- _SUPPLIED RECORDS_
•••

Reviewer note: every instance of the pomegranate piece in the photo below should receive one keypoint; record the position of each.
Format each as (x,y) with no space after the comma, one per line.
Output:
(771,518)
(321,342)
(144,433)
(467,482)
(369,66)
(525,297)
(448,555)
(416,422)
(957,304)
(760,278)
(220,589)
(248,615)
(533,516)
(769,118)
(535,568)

•••

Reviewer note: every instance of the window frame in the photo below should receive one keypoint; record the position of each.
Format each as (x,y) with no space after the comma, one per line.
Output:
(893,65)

•••

List every line of the records above that contains the string "should". Case counts.

- _CORRECT RESPONSE_
Reviewer note: every instance of the pomegranate piece in the photo below should receive one keypoint; record the position of each.
Reviewer note: every instance of the window frame in the photo below should receive one keypoint; record the position of each.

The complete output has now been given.